# Game #56: Cavs @ Pistons (2/26/2006)



## remy23 (Aug 15, 2002)

_*Game 56*_


*Cleveland Cavaliers* *(32-23) @* *Detroit Pistons** (45-9)*

_*Sunday, February 26, 2006*_
*Time:* 9:00am PT, 12:00pm ET
*TV:* *ABC*
*Radio:* *WTAM 1100*
*Location:* *The Palace of Auburn Hills*, Auburn Hills, Michigan

*HEAD COACHES*


*PROBABLE STARTERS*
 
 

*CLEVELAND CAVALIERS’ BENCH*
 

*DETROIT PISTONS' BENCH*


*CLEVELAND CAVALIERS’ NOTES*

*•* Play a solid brand of basketball. Eliminate mistakes, don’t attempt to do too much at any one moment in time and play the percentages. Cleveland tactically needs to have one of their best nights.

*•* After being trashed on the boards by the Wizards, the Cavaliers cannot let Detroit outwork them. If Cleveland can’t hold up physically, they’ll proceed to get punked out.

*DETROIT PISTONS' NOTES*

*•* Test Cleveland’s heart early by making the game as physical as possible. Go all out for every offensive rebound--make Cleveland prove they can box you out. Drive the ball to the hole everytime until Cleveland stops it. 

*•* Since Cleveland is a team of runs, deliver the death blow once you have a solid run going. If Cleveland is allowed to come back, they’ll surge and play out of their minds for the remainder of the game.

*OVERVIEW*

Cleveland has a win over Detroit earlier in the season and could make a strong statement to the rest of the Eastern Conference if they could do the impossible: beat Detroit at home. For whatever reason, Cleveland has managed to play the Pistons tough in games past. Hanging with Detroit is an accomplishment in itself but the time now calls for Cleveland to believe they can do more than hang with the best - but beat them. Put the stinging loss to the Wizards behind to take care of business.

--- Source data ---
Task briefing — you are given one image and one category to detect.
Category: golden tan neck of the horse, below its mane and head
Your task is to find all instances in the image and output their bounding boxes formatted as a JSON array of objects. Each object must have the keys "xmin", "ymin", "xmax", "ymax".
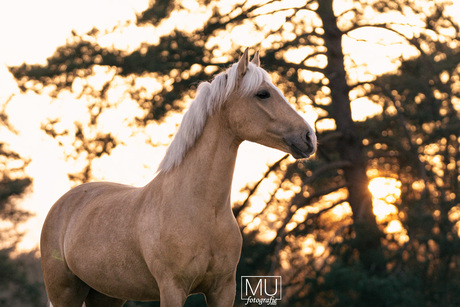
[{"xmin": 155, "ymin": 113, "xmax": 240, "ymax": 212}]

--- What is required ---
According to the game preview, where is the Cavaliers–Pistons game being played?

--- Output for this task ---
At The Palace of Auburn Hills in Auburn Hills, Michigan.